#### PROVIDED DATA

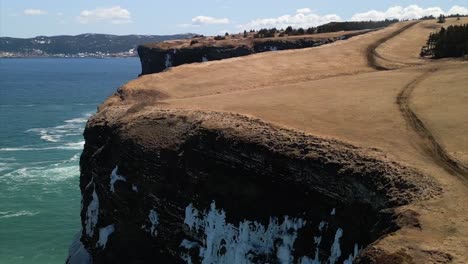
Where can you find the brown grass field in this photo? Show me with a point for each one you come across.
(372, 90)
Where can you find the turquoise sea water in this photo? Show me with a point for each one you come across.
(44, 105)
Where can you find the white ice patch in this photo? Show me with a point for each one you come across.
(115, 177)
(153, 217)
(240, 244)
(92, 214)
(335, 251)
(168, 62)
(104, 234)
(77, 253)
(351, 257)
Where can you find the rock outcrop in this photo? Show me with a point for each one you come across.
(160, 56)
(148, 176)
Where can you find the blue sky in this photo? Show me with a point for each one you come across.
(28, 18)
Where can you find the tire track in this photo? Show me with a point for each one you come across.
(372, 54)
(429, 142)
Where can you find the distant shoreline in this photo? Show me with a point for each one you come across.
(72, 57)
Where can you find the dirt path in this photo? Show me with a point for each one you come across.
(372, 54)
(429, 142)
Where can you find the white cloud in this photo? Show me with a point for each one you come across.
(458, 10)
(302, 18)
(34, 12)
(114, 15)
(304, 10)
(409, 12)
(206, 20)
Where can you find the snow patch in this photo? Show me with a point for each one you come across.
(115, 177)
(104, 234)
(92, 214)
(77, 253)
(168, 62)
(335, 251)
(226, 243)
(153, 217)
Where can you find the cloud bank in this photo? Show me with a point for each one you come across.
(34, 12)
(409, 12)
(206, 20)
(113, 15)
(303, 17)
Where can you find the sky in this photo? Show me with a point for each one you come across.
(30, 18)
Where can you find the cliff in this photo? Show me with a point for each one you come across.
(298, 156)
(163, 163)
(157, 57)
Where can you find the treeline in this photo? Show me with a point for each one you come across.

########

- [WHAT IS EXPECTED] Copy out, exactly as written, the line that contains "Where can you find the snow" along with every line that comes after it in the material above, and nothing else.

- [EXERCISE ANSWER]
Where can you find the snow patch in this photo? Show me with a point for each one you come across.
(115, 177)
(104, 234)
(92, 214)
(77, 253)
(168, 62)
(335, 251)
(226, 243)
(153, 217)
Where can you find the cloud bank in this photo? Show me with a point for each one you come across.
(34, 12)
(409, 12)
(206, 20)
(113, 15)
(303, 17)
Where can you find the sky in this photo? Show me with a point for each one you come across.
(30, 18)
Where can you find the cliff in this photo? Show me with a point for each one you come across.
(298, 156)
(163, 163)
(157, 57)
Where can you find the treeline in this photo? Show me with a point for each one you come across.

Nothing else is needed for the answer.